Goal of the exercise
Please repeat the entries below word for word, from the line that contains "Please identify the white paper" through the last line of the entries.

═══ Data to use

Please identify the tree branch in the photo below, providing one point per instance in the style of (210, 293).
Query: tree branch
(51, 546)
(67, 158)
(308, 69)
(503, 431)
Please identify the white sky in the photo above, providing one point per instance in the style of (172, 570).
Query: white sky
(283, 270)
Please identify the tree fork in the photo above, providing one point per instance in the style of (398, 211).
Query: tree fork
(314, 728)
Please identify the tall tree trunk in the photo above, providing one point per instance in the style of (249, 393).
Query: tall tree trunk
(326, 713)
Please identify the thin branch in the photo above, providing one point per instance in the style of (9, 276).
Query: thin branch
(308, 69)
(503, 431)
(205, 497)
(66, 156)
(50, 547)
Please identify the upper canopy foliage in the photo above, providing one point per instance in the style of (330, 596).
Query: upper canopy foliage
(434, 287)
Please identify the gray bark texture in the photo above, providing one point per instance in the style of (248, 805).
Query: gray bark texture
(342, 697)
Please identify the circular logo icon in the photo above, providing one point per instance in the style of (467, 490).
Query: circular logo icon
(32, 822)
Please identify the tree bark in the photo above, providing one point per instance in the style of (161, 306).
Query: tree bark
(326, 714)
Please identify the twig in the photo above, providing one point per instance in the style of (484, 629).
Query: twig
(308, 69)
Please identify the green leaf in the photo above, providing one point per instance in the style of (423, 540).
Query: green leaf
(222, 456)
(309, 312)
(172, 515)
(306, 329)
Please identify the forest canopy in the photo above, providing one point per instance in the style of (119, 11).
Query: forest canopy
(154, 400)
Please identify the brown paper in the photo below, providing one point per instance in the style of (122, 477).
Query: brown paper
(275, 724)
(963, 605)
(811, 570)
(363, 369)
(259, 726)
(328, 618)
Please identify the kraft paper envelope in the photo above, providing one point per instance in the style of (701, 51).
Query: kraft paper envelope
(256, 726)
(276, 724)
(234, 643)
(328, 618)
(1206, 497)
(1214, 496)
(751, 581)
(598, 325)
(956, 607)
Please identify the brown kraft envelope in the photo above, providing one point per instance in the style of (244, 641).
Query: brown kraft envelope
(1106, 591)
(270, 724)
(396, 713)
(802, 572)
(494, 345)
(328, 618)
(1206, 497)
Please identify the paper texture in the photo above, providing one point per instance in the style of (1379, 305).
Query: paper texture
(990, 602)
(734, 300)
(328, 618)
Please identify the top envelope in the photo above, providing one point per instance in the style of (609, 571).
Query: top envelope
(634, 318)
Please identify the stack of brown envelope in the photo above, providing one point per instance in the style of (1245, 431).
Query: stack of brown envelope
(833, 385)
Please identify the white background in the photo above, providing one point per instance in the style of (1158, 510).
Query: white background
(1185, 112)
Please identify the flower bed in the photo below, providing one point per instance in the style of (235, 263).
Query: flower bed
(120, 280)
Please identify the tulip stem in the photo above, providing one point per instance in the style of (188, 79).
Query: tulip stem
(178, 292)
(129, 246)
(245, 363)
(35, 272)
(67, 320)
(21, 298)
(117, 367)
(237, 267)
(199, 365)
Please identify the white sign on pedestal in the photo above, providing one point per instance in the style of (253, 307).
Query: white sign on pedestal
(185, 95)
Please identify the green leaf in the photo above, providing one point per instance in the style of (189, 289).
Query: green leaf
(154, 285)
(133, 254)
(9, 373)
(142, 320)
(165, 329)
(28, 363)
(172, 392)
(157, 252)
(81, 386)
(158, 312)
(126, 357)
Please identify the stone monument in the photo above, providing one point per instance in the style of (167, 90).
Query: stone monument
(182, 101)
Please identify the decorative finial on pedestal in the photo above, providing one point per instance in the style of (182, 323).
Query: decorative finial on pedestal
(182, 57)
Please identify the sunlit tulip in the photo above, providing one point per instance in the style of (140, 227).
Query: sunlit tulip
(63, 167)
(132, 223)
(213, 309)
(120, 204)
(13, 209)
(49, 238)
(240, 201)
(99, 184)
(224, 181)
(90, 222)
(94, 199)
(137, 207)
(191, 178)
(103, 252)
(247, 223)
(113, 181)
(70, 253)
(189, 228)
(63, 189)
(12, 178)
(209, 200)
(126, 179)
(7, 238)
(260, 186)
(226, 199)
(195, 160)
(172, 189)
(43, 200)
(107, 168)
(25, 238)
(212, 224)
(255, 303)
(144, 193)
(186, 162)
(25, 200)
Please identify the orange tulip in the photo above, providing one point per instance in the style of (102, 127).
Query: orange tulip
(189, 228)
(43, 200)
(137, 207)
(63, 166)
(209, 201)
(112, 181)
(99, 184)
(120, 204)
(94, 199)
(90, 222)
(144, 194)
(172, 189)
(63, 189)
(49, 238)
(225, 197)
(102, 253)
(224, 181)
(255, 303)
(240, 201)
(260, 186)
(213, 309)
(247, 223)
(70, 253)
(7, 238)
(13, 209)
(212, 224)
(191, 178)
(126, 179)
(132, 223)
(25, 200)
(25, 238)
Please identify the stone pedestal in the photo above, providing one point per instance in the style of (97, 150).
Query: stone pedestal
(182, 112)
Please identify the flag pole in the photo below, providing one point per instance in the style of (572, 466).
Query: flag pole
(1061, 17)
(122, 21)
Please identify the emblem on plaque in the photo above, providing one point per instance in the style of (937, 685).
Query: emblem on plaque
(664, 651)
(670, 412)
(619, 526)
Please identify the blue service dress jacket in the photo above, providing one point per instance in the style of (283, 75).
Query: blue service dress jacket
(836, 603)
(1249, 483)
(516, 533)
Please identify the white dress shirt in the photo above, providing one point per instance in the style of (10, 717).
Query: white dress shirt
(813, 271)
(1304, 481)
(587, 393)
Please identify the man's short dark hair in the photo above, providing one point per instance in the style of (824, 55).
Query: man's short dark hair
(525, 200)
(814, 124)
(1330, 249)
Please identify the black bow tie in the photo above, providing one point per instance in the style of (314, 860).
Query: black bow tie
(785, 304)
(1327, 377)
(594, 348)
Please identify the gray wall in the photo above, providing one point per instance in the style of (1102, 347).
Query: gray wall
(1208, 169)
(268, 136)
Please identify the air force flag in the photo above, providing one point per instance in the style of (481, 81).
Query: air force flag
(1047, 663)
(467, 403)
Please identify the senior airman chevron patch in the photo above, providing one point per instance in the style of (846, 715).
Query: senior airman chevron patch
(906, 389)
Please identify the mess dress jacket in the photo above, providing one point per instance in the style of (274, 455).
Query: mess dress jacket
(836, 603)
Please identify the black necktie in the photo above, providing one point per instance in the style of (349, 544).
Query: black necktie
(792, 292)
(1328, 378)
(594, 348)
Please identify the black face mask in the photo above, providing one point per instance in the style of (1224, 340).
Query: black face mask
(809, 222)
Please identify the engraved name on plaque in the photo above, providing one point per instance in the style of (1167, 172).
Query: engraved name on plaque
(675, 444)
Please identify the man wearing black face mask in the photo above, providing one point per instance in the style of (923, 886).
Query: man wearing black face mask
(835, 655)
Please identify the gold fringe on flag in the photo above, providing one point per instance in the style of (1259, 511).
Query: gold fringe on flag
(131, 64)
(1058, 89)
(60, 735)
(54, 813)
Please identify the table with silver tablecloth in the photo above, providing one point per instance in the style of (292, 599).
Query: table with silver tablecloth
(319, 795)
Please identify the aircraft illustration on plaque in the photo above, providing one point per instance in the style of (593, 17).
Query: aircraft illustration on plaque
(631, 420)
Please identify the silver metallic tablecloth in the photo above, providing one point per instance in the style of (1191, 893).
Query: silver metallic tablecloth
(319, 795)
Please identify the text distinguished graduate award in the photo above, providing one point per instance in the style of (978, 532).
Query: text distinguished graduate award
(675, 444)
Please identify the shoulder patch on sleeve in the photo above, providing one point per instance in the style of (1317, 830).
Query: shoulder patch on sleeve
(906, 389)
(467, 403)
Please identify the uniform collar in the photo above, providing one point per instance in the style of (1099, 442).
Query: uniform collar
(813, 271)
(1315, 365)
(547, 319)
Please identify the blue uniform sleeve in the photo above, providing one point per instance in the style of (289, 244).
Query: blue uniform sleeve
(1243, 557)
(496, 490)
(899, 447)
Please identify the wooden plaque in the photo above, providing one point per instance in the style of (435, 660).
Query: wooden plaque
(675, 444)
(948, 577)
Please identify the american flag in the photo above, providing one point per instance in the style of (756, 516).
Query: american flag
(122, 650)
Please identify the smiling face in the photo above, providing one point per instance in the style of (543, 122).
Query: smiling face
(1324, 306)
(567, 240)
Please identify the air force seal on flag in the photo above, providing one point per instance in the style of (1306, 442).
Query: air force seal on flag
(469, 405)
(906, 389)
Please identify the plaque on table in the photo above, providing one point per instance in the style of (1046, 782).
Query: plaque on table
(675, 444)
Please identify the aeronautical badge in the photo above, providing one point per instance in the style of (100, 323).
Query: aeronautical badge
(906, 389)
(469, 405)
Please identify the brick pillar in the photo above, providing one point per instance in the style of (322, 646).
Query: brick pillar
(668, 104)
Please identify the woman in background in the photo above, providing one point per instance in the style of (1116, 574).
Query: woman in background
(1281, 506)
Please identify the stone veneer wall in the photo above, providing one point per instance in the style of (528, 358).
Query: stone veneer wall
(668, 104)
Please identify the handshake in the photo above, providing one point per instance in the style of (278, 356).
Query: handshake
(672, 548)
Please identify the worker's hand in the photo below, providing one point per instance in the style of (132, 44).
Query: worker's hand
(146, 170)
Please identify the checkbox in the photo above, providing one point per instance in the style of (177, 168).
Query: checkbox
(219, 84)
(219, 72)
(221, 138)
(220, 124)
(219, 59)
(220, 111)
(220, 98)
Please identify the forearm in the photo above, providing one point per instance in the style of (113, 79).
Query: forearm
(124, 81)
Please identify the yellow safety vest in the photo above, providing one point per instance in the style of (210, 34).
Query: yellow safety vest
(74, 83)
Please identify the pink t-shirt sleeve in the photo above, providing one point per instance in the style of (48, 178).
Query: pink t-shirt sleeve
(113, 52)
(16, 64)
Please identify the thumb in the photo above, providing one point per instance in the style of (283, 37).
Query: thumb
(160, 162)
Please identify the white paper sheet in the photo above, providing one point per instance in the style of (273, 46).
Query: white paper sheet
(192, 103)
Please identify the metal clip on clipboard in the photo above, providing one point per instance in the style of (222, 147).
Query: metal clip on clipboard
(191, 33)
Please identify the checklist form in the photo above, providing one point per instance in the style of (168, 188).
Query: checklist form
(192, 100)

══════

Task solution
Please identify the white paper sheet in the photo above, providing one point per instance in the style of (273, 46).
Query: white paper sheet
(192, 103)
Please identify the metal clip on clipboard in the photo above, providing one point per instance in the style of (222, 147).
Query: metal clip on clipboard
(191, 33)
Please identify the checklist form in the photo above, providing one point per instance in the style of (168, 188).
Query: checklist form
(192, 100)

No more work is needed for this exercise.